Some records:
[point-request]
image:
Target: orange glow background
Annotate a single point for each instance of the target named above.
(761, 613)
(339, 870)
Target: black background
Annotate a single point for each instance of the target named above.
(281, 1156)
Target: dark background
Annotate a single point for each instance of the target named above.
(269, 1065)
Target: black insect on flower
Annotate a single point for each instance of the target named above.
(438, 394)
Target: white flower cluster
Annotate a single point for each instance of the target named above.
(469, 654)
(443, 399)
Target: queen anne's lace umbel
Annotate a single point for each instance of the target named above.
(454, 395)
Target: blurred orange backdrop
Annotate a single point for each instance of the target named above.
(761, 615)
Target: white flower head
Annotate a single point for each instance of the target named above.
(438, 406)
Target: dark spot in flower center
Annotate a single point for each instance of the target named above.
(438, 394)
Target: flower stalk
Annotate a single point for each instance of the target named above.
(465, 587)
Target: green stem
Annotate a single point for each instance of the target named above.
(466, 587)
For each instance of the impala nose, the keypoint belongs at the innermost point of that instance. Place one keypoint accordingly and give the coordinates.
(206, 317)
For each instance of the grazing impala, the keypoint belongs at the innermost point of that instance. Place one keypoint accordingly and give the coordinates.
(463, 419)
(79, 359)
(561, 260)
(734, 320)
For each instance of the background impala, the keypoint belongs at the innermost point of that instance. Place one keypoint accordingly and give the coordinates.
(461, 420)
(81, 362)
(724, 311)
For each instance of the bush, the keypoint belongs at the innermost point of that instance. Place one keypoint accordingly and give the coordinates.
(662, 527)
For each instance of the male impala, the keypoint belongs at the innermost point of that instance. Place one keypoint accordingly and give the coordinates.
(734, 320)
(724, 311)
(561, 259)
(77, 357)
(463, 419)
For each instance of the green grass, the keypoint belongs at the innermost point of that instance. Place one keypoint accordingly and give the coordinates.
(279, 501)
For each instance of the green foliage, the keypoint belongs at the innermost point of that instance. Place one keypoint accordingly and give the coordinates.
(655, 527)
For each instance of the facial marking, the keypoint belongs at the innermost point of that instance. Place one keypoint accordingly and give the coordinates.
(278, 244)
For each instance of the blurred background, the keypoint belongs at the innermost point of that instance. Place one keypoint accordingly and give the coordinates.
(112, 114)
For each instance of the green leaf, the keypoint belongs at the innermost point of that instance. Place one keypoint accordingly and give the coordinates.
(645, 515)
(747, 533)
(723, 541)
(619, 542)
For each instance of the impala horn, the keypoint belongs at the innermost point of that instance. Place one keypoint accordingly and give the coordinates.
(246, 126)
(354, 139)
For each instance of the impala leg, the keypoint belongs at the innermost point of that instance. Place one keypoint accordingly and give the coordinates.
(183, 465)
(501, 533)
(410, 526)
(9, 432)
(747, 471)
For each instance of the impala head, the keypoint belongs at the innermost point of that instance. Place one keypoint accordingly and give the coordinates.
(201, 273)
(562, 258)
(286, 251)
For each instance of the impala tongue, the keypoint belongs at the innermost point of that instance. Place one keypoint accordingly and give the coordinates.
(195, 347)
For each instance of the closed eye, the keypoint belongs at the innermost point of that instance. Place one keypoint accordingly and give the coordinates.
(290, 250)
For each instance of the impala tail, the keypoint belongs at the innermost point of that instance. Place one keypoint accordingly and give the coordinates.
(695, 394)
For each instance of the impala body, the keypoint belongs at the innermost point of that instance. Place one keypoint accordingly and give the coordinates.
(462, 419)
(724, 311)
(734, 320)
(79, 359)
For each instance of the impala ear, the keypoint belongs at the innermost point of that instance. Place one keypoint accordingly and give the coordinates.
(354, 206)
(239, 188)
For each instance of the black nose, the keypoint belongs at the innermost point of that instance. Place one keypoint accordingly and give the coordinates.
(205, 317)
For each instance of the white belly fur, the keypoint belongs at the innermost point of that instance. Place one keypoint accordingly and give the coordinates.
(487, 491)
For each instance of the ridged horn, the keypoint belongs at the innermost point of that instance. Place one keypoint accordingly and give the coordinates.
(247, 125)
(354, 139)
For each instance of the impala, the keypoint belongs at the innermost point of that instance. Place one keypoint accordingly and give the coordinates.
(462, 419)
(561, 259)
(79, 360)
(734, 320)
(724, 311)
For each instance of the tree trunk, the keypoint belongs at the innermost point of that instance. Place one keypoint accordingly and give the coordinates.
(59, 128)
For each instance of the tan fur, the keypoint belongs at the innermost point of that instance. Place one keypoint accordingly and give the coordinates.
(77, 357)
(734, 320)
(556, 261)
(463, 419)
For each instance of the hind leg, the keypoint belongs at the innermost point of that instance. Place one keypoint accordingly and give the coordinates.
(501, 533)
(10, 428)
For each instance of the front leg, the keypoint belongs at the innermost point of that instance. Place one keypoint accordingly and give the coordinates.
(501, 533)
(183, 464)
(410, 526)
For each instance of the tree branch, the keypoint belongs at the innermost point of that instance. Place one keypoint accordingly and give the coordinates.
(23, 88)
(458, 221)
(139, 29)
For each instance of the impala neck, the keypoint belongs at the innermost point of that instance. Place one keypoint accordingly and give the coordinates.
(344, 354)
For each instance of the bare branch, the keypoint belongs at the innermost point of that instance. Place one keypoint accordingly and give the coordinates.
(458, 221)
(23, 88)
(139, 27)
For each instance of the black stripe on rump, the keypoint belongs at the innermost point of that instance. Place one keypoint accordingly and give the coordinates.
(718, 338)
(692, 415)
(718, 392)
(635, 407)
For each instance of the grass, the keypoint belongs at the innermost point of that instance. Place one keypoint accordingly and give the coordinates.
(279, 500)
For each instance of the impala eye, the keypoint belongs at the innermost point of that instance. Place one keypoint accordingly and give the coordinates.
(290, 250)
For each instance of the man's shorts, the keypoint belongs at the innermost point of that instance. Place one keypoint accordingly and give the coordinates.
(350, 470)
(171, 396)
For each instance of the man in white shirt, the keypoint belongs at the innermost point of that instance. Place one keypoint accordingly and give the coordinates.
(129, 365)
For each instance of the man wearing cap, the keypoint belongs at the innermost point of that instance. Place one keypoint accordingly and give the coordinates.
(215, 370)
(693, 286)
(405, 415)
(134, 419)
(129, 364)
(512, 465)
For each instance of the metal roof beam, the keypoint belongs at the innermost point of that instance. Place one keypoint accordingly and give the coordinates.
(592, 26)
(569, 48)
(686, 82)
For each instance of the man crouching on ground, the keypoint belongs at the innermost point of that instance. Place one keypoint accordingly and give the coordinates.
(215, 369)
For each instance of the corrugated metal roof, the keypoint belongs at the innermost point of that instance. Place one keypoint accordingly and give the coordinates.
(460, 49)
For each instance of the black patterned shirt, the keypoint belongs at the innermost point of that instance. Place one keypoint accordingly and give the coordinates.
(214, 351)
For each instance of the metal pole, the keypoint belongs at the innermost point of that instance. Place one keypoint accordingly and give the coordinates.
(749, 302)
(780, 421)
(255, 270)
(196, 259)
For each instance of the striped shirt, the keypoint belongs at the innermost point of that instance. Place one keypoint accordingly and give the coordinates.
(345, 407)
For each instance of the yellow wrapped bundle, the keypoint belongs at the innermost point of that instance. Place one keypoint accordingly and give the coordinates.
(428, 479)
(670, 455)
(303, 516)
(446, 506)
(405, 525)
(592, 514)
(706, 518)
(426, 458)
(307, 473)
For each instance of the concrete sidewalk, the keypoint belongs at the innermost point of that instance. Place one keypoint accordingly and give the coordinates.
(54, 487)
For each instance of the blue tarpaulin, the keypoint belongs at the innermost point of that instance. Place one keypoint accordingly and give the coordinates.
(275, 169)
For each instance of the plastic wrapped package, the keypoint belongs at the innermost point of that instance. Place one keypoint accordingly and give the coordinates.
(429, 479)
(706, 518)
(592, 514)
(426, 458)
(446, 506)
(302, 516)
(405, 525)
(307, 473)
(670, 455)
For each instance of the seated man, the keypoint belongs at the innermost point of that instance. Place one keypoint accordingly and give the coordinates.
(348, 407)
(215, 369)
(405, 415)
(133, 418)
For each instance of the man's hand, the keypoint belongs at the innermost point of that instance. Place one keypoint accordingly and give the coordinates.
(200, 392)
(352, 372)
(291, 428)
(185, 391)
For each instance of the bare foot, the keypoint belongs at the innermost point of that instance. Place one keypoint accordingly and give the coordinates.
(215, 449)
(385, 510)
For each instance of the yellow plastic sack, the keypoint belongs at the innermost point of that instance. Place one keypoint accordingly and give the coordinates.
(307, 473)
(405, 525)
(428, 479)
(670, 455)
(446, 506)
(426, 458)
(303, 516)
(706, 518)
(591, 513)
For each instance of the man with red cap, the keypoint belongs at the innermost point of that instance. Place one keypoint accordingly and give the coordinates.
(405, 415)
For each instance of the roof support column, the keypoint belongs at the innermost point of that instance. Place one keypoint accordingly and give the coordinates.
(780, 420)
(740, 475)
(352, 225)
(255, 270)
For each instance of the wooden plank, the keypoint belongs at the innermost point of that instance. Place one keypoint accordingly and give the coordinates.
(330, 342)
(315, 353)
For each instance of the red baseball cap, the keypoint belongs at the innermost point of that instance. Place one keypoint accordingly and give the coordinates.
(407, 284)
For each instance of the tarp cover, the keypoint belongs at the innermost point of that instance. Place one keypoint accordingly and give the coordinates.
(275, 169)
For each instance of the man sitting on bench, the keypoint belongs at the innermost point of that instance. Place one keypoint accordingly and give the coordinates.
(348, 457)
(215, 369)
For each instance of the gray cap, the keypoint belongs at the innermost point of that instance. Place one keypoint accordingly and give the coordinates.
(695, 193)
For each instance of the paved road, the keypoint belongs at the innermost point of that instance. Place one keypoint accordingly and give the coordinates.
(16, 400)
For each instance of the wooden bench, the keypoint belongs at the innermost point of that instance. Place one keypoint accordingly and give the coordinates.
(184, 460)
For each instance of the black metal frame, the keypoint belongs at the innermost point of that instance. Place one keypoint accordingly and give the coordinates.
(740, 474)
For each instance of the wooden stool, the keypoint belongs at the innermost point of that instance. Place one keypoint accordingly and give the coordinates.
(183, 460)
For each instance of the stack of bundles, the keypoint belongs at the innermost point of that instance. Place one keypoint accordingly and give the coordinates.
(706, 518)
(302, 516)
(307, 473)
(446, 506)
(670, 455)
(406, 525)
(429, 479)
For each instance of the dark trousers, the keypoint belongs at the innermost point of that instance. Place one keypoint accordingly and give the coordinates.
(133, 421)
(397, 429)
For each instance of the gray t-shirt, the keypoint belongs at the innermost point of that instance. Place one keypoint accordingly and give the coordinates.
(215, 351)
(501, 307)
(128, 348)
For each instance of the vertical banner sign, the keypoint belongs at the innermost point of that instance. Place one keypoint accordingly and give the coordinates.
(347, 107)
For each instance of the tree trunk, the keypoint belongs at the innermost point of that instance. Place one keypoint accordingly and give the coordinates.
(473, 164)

> WHAT TO DO
Return exactly the lines from the line bearing "For each instance of the wooden bench, the" to the end of the records, inclusive of both; include no other lines.

> SOLUTION TO THIS TASK
For each instance of the wooden bench, the keypoint belongs at the innermost point of that instance. Place one keypoint accordingly and give the coordinates.
(184, 460)
For each instance of the black metal frame, the keypoint belongs at the innermost point of that instance. Place one keypoint accordingly and give the coordinates.
(740, 474)
For each instance of the wooden stool, the keypoint belongs at the innermost point of that instance. Place one keypoint accordingly and give the coordinates.
(183, 460)
For each instance of the stack of bundles, the keypoint belongs at the innermost point of that instance. Place one keypoint accordingly and give the coordinates.
(706, 518)
(302, 516)
(307, 473)
(446, 506)
(670, 455)
(406, 525)
(429, 479)
For each instance of the dark trousers, the keypoint belongs at the innermost point of that instance. Place one keypoint accordingly and give the coordinates.
(133, 421)
(397, 429)
For each instance of the gray t-shirt, the keypoint belongs at the innermost point of that instance. Place one keypoint accordingly and give the coordinates.
(215, 351)
(501, 307)
(128, 348)
For each instance of the vertical banner sign, the keypoint belongs at the innermost point of that instance. Place one keypoint accordingly and give the coordinates.
(347, 107)
For each instance of the tree trunk, the keypoint belongs at the innermost point of that instance. Place one keypoint accordingly and give the coordinates.
(473, 164)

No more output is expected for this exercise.